Even Apple Mac computers can be attacked using some of the same firmware vulnerabilities that commonly affect many PCs, a new proof of concept work demonstrates.
The new attack created is called Thunderstrike 2, and is similar to the original Thunderstrike vulnerability found last year, likely also relying on the same attack techniques. It was created by a pair of security researchers – Trammell Hudson, who discovered Thunderstrike, and Xeno Kovah.
Apple Mac computers not invincible
It was also discovered that the proof of concept work could be transferred between two Macs without them being networked – it would be able to escape from most scanning software and could even survive being reformatted – the only way to remove it would be to re-flash firmware chips.
The code itself is apparently based on research from Kovah’s LegbaCore consultancy company last year, which found lots of firmware exploits in PCs made by Dell, HP, and Lenovo. Five out of the six are potentially also applicable to Macs, according to Kovah, because computer companies like Apple often rely on the same reference implementations for firmware.

§ TASKS TO CARRY OUT
• a. In the Thunderstrike 2 article, what is the only way to remove the attack?
• b. Quote the Thunderstrike 2 article from "Even Apple Mac" to "and Xeno Kovah.".
• c. Extend the Thunderstrike 2 article with a few more sentences, starting after its last one.
The material that follows has nothing to do with the Thunderstrike 2 article.

§ RECORD EXTRACTS
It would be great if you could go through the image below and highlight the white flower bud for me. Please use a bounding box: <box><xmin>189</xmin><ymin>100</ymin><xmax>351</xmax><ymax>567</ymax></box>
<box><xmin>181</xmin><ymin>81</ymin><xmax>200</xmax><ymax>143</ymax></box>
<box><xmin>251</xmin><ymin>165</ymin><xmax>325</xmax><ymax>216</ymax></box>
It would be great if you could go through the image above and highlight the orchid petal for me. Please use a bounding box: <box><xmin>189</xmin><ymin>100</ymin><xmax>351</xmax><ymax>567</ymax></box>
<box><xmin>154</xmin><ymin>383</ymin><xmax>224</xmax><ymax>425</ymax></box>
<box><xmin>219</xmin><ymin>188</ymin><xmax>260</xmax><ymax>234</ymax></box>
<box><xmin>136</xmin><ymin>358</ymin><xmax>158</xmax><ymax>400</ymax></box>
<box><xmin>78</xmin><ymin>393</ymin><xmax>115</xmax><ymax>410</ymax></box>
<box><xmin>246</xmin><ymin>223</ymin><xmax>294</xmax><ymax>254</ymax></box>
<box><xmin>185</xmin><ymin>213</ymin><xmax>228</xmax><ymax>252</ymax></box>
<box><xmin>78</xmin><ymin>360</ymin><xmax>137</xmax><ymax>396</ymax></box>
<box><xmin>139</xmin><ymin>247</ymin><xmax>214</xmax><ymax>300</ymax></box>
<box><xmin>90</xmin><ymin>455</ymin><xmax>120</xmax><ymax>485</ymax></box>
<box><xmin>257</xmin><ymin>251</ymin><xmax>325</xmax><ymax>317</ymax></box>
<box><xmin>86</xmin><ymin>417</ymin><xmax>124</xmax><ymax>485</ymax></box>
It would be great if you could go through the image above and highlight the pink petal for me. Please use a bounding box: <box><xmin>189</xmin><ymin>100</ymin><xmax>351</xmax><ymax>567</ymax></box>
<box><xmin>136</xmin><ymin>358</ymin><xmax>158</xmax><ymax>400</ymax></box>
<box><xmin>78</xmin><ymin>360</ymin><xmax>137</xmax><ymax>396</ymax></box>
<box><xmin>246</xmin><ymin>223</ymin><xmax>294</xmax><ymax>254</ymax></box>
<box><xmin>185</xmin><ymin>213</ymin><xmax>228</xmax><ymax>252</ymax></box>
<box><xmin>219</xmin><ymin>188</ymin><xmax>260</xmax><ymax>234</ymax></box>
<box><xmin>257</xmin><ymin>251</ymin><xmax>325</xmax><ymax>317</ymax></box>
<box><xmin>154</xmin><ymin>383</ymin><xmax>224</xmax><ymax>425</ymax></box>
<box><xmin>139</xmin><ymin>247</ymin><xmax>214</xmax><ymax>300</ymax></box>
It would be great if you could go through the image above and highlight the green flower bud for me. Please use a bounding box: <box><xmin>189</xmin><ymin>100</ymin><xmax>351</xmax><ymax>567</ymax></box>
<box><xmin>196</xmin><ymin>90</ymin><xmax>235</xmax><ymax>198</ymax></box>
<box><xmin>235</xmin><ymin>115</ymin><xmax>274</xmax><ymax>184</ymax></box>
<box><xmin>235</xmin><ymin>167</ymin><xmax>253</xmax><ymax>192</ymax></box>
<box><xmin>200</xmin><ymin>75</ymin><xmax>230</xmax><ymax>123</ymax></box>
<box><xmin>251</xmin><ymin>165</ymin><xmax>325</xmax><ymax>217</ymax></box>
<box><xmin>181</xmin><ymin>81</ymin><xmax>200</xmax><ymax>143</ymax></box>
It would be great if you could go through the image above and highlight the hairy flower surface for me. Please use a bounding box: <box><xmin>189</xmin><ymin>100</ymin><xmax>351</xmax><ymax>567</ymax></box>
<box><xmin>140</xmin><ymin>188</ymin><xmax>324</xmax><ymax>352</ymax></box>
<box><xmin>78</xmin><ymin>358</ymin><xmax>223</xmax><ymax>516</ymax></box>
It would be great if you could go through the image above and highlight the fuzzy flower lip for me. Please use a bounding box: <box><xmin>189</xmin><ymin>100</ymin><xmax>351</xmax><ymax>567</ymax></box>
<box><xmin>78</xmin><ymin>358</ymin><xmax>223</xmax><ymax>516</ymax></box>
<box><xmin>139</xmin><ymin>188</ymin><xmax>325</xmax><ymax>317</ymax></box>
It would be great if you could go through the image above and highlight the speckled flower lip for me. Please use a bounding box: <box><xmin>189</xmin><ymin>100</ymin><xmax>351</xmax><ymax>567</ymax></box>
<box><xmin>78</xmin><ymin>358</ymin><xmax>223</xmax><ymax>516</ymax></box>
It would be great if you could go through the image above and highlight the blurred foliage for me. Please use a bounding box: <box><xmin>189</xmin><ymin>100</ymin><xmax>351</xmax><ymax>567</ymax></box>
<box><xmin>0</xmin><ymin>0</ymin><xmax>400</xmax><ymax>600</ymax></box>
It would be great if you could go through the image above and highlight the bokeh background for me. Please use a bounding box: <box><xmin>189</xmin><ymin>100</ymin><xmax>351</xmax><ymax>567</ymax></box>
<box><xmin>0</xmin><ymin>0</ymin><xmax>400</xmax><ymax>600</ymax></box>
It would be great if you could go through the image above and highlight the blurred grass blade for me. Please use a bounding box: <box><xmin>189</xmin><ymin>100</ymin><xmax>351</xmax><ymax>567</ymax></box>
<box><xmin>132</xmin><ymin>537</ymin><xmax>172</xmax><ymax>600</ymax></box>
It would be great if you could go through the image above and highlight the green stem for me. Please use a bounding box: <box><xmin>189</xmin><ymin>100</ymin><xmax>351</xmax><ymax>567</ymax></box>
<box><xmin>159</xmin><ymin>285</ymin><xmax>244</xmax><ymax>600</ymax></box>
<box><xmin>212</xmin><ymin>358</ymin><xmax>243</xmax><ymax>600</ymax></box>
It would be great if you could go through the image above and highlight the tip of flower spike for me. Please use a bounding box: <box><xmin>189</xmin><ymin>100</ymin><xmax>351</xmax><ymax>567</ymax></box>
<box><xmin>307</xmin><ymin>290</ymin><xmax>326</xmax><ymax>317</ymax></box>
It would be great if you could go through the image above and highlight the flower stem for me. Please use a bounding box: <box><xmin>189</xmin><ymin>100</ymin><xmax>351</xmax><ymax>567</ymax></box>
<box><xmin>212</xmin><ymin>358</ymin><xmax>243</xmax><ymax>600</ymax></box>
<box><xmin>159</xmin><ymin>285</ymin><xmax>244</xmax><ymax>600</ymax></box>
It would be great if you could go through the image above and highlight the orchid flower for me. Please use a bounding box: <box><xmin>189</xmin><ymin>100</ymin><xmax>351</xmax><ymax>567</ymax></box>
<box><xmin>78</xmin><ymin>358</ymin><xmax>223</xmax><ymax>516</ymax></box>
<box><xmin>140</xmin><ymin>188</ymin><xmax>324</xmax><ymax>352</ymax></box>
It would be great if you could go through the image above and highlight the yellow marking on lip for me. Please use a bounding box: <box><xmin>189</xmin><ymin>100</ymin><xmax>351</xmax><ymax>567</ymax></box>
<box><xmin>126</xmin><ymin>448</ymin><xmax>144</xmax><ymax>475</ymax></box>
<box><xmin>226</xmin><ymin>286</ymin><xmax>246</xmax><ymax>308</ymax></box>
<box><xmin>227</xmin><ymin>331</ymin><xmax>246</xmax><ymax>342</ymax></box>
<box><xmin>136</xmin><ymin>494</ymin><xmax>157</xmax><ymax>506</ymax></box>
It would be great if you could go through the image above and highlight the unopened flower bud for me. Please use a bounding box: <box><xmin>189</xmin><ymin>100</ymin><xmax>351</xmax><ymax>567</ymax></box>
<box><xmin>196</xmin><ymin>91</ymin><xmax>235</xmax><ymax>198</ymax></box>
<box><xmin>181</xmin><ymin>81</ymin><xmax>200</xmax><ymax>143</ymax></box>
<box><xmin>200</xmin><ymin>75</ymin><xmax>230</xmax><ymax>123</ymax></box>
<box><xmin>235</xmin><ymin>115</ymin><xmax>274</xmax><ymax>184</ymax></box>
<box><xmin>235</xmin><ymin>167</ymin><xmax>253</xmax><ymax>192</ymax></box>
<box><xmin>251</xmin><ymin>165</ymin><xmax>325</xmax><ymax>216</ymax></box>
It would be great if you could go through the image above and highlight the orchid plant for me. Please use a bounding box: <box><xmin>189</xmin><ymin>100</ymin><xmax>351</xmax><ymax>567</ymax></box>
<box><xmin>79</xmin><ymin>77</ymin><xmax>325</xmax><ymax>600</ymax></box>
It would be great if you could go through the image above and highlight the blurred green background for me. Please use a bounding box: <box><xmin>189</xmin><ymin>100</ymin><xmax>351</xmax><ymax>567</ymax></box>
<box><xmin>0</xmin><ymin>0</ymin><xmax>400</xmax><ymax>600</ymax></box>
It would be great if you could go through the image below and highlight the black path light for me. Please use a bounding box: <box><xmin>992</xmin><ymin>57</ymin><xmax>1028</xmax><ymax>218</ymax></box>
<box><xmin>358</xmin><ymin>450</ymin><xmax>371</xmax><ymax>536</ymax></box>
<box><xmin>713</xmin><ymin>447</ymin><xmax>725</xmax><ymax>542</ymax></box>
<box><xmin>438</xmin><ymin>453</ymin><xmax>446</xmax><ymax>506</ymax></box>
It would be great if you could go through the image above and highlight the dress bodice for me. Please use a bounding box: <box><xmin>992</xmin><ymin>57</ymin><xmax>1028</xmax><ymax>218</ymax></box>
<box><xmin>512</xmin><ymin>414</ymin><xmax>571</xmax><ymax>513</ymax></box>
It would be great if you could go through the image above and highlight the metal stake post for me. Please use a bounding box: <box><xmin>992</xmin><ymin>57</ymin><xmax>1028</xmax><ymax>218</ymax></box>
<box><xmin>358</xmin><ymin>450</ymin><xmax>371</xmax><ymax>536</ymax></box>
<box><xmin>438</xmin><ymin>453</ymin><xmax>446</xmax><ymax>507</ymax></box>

§ EXERCISE RESULTS
• a. Re-flashing the firmware chips.

• b.
Even Apple Mac computers can be attacked using some of the same firmware vulnerabilities that commonly affect many PCs, a new proof of concept work demonstrates.
The new attack created is called Thunderstrike 2, and is similar to the original Thunderstrike vulnerability found last year, likely also relying on the same attack techniques. It was created by a pair of security researchers – Trammell Hudson, who discovered Thunderstrike, and Xeno Kovah.

• c.
Apple has apparently been notified already and patched one of the exploits, with another partially fixed. There is no information yet however on whether those fixes also include changes made in OS X 10.10.2 to fix Thunderstrike.
Thunderstrike 2 works by targeting the option ROM on accessories like Ethernet adapters and SSD drives, and can be spread simply by connecting an infected device to a Mac. An attack might be initially delivered by email or a malicious website, and the researchers say that computer companies should cryptographically sign firmware and upgrade their hardware to allow authentication.
More details about Thunderstrike 2 will be shared at this forthcoming Black Hat USA security conference on August 6th.